---------- Excerpted records ----------

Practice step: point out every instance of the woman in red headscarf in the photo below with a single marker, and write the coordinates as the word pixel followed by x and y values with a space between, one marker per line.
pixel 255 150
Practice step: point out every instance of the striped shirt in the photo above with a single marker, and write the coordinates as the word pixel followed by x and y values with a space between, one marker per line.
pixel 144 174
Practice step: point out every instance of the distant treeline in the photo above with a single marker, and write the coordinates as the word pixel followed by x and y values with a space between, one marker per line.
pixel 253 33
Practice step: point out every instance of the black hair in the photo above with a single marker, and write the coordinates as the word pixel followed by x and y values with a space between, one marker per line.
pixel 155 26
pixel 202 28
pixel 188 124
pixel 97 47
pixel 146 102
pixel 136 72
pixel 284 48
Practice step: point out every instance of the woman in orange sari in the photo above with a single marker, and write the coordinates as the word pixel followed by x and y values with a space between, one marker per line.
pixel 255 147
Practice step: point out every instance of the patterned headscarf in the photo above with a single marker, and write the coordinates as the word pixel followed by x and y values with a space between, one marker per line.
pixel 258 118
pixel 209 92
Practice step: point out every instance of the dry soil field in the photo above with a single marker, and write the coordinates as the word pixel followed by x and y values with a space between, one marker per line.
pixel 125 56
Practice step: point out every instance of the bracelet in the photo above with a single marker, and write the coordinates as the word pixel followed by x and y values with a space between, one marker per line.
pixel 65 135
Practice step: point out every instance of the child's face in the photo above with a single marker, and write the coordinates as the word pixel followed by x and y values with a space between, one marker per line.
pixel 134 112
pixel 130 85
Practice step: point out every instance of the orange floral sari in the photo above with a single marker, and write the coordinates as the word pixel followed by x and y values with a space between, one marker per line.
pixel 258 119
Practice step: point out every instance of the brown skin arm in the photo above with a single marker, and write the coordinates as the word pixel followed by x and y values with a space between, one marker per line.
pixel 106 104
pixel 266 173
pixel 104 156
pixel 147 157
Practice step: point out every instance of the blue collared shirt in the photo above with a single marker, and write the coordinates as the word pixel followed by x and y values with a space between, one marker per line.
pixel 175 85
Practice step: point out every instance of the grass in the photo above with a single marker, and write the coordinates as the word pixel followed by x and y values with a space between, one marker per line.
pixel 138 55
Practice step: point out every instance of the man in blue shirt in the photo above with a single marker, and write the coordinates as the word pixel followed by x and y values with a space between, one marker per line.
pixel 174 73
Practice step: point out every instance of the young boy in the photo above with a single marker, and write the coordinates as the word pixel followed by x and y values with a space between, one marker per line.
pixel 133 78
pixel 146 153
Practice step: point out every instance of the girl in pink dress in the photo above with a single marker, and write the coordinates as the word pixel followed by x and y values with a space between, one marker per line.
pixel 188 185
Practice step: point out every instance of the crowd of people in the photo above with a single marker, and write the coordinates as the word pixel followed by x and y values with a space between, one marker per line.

----------

Write the entries out once more, exactly as they appear.

Practice step: point out every instance of the woman in red headscarf in the photo below with a single marker, and write the coordinates as the word pixel followed by x and y values with a space between, one marker per line.
pixel 255 150
Practice step: point out every instance of the striped shirt in the photo above with a single marker, and write the coordinates as the word pixel followed by x and y values with a space between, one marker per line.
pixel 144 174
Practice step: point out every instance of the distant treeline in the photo above with a single marker, and write the coordinates as the word pixel followed by x and y values with a space between, one marker per line.
pixel 253 33
Practice step: point out every instance of the black hair in the photo above with a single marker, and write the coordinates as the word pixel followed by x and y values with a space between, one marker per line.
pixel 155 26
pixel 202 28
pixel 188 124
pixel 97 47
pixel 146 102
pixel 136 72
pixel 284 48
Practice step: point out every instance of the woman in orange sari in the photo above with a single marker, and write the coordinates as the word pixel followed by x and y values with a space between, one marker per line.
pixel 255 147
Practice step: point out every instance of the patterned headscarf in the photo above with a single marker, and write the coordinates as the word pixel followed by x and y values with a space between, one marker per line.
pixel 258 118
pixel 209 92
Practice step: point out every instance of the dry soil field in the photo above with a single marker, and write the coordinates as the word pixel followed by x and y values with a space between, one marker per line.
pixel 125 56
Practice step: point out every instance of the bracelet in the photo above with a single marker, and write the coordinates as the word pixel followed by x and y values with a space between, one marker per line.
pixel 65 135
Practice step: point out every instance of the child's face in the photo above with a single marker, and write the coordinates as the word pixel followed by x and y values with a space between, one marker per line.
pixel 134 112
pixel 130 85
Practice step: point out every instance of the orange floral sari in the photo above with a single marker, and write the coordinates as the word pixel followed by x and y values with a space between, one marker per line.
pixel 258 119
Practice step: point out every instance of the brown skin arm in the photo above with a single marker, and write the coordinates as the word pixel followed by x and y values with a space between, one marker per line.
pixel 106 104
pixel 266 173
pixel 104 156
pixel 147 157
Practice step: point out every instance of the blue collared shirt in the photo above with a single marker, and write the coordinates as the word pixel followed by x and y values with a space between, one marker per line.
pixel 175 85
Practice step: point out every instance of the grass in the photo above with a single marker, and write the coordinates as the word pixel followed by x and y values with a space between, one marker per line.
pixel 138 55
Practice step: point out every instance of the man in blue shirt in the photo above with a single marker, and write the coordinates as the word pixel followed by x and y values with a space between, one marker per line.
pixel 174 73
Practice step: point out every instance of the young boy in the photo above with a single marker, and write the coordinates as the word pixel followed by x and y values with a space between, one marker per line.
pixel 133 78
pixel 146 153
Practice step: point out every instance of the girl in pink dress in the photo above with a single marker, and write the coordinates as the word pixel followed by x and y values with a space between, one marker per line.
pixel 188 185
Practice step: point out every instance of the crowd of people in the photo above with a single marker, and write the coordinates as the word pixel followed by x and y values with a space between, one marker per line.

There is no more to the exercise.